Task material Block Start
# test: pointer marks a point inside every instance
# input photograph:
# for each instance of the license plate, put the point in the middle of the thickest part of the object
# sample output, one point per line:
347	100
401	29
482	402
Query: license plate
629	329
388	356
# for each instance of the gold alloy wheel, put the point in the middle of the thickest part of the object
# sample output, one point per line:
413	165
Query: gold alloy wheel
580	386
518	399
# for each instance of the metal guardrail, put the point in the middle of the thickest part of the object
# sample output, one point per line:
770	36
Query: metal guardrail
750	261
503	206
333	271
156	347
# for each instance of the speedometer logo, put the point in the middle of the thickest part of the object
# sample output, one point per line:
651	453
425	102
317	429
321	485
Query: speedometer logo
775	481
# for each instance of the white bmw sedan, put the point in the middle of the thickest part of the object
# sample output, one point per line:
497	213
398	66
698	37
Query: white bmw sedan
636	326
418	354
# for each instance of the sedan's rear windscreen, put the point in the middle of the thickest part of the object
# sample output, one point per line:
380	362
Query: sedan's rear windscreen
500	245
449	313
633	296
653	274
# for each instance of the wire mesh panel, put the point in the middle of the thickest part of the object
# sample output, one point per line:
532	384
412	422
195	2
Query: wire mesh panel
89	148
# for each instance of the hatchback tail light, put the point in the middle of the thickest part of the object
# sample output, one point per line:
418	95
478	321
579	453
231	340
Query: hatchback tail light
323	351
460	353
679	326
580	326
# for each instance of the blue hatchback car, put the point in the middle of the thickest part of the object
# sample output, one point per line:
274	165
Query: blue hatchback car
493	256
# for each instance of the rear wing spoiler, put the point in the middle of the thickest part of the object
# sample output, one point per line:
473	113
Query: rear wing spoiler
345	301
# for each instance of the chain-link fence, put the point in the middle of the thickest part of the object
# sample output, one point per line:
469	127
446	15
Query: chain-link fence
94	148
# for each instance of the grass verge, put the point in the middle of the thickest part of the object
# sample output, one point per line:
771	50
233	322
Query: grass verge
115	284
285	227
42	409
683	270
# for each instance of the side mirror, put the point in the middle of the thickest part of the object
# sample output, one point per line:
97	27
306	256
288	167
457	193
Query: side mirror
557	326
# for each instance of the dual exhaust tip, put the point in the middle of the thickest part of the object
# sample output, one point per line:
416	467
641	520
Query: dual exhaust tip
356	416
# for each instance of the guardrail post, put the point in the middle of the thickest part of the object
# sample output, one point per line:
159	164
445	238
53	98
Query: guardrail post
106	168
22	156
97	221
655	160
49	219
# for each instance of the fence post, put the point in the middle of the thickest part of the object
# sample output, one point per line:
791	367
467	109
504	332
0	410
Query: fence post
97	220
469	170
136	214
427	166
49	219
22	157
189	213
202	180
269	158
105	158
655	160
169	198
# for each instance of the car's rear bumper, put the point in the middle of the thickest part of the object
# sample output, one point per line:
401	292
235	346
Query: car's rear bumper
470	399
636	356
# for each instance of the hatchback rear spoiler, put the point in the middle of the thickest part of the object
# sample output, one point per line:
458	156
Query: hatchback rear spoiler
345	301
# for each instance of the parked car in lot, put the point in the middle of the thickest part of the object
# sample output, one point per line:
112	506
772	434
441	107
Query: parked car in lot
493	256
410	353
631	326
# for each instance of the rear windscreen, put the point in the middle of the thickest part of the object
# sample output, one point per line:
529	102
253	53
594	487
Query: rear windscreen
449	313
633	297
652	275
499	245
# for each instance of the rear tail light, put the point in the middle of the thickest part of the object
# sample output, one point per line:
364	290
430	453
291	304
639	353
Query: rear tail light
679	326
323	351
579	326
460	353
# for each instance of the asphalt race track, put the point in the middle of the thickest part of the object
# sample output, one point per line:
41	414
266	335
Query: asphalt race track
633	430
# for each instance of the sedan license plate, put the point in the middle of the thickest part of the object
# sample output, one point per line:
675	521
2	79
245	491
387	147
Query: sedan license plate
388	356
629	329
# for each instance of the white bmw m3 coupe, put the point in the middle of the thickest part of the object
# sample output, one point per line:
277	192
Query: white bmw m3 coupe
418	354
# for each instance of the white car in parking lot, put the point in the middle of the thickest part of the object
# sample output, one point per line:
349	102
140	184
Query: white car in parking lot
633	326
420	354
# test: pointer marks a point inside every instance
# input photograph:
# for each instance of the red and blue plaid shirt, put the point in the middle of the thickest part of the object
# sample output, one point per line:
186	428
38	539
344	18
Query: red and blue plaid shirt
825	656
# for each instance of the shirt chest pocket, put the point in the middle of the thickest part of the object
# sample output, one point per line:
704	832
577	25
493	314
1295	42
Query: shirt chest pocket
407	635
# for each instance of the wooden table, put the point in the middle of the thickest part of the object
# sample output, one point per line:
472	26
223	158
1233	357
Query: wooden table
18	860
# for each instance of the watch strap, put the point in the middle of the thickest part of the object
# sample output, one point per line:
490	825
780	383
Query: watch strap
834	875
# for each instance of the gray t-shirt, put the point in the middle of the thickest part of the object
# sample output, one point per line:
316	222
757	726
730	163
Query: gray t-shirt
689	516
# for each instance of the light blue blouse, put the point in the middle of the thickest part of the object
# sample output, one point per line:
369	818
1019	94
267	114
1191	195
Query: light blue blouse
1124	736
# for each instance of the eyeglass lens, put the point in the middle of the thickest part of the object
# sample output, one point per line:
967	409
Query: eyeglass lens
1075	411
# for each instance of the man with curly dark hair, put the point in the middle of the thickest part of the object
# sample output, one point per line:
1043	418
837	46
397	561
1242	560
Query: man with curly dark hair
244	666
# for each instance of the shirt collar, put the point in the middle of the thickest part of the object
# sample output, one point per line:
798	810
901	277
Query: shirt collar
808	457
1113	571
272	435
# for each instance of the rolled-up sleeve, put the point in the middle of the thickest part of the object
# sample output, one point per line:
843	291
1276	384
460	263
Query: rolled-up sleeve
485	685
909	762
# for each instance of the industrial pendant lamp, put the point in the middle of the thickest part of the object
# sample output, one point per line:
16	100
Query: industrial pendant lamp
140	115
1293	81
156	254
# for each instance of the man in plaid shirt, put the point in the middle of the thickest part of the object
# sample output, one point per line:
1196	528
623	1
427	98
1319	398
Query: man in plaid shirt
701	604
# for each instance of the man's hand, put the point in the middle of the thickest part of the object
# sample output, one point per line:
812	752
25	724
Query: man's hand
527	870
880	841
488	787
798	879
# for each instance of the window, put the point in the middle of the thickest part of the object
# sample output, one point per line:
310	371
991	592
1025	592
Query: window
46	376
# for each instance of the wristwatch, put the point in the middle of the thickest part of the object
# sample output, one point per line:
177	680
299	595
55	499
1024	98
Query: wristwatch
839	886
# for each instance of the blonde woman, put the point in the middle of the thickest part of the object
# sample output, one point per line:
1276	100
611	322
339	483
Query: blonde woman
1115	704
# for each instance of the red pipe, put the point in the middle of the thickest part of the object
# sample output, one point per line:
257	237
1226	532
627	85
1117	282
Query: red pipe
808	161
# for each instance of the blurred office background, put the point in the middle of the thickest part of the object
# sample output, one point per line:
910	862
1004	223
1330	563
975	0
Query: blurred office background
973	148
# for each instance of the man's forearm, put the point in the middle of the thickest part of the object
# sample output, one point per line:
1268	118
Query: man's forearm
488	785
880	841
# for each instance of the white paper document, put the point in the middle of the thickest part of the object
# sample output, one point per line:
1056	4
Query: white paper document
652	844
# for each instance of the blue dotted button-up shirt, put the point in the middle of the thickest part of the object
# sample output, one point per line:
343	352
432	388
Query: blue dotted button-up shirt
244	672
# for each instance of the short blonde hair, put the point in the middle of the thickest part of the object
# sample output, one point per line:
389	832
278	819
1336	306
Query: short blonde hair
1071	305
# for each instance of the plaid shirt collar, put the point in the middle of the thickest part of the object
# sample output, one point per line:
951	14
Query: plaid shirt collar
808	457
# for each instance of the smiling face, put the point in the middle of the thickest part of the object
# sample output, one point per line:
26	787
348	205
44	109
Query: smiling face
Task material Block End
**Exercise**
Every line above in which the word "smiling" occurs needs to be copied.

**Solution for this problem**
# for each instance of the smiling face, put the point in the middle of the thickest part of the object
Query: smiling face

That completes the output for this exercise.